• **Problem description**
Copy the rows below verbatim, starting at the line that contains "Please annotate the white ceramic" and continuing through the last row, with both ends included.

• **Provided data**
_ _ _ _
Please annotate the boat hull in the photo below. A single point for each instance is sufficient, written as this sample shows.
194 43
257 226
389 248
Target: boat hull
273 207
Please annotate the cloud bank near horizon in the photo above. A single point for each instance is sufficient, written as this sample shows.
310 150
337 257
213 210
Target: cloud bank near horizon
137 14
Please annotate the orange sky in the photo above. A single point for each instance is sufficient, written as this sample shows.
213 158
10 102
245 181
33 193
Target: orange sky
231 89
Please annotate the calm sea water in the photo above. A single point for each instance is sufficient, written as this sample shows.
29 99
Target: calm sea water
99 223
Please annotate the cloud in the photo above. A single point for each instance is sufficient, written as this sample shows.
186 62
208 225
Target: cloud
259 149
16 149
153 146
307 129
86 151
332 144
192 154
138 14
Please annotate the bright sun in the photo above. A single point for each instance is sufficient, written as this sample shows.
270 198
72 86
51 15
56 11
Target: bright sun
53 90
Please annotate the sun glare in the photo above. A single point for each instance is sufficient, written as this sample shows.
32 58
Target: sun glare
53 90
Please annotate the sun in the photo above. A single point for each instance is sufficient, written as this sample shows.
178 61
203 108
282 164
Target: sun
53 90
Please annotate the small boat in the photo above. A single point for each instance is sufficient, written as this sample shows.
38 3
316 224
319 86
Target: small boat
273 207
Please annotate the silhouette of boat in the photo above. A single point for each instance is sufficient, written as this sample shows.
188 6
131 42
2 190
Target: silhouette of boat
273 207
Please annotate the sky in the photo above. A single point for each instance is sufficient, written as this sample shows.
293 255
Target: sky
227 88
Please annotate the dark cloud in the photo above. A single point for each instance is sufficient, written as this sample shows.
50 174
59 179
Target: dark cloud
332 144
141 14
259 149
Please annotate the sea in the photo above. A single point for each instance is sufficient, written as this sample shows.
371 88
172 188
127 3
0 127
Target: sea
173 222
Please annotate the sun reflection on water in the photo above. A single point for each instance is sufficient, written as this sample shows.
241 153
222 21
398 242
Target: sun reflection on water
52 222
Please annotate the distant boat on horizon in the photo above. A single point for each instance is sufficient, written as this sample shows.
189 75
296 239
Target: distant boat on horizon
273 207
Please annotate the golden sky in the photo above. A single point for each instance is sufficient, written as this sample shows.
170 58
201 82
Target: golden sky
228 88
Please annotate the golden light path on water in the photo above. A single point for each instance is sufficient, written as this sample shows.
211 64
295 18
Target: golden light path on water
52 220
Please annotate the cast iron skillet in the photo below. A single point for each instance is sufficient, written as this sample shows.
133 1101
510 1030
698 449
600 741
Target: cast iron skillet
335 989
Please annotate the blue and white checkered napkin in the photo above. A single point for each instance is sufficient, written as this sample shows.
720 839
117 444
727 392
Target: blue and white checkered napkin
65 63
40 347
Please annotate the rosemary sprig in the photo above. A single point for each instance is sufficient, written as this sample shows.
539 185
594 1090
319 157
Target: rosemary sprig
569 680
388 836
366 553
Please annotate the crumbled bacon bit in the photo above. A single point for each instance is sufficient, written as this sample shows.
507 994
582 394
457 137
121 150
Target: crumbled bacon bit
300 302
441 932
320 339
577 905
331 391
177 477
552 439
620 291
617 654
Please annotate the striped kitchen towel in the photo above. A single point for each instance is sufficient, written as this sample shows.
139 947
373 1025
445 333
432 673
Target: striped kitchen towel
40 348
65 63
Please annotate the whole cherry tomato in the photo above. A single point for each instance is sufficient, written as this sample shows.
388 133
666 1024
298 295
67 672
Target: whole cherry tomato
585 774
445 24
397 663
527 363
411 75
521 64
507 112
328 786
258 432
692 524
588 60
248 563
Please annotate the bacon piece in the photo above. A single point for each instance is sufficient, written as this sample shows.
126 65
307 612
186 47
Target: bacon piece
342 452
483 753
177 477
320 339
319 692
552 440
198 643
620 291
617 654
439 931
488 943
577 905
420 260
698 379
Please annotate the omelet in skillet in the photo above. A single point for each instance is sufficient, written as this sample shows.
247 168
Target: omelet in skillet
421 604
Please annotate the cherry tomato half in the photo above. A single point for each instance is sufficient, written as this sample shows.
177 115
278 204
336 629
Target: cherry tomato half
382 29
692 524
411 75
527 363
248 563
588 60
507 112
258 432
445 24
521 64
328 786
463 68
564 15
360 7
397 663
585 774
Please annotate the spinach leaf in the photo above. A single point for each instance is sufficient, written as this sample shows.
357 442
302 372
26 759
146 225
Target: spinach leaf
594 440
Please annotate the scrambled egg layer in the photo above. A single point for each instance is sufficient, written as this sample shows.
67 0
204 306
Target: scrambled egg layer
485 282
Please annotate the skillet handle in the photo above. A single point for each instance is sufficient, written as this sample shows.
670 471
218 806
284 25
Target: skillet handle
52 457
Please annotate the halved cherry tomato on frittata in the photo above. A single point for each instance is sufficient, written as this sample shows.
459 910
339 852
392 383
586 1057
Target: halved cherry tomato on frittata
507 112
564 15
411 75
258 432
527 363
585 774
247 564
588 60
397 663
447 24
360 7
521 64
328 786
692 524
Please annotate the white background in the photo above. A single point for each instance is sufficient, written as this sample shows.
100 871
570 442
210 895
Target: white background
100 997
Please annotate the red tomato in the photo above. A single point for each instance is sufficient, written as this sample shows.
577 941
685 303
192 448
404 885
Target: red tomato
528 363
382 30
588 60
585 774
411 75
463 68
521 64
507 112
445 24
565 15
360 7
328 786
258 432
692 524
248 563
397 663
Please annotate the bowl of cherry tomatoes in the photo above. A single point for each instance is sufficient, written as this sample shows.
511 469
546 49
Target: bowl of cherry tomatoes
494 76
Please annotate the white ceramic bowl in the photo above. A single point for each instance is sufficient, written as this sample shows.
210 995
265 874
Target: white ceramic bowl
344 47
_ _ _ _
• **Completed task**
Please annotate the white ceramic bowl in the photo above. A single point for each instance is sufficient, written as this sample shows.
210 995
265 874
Target: white ceramic bowl
344 47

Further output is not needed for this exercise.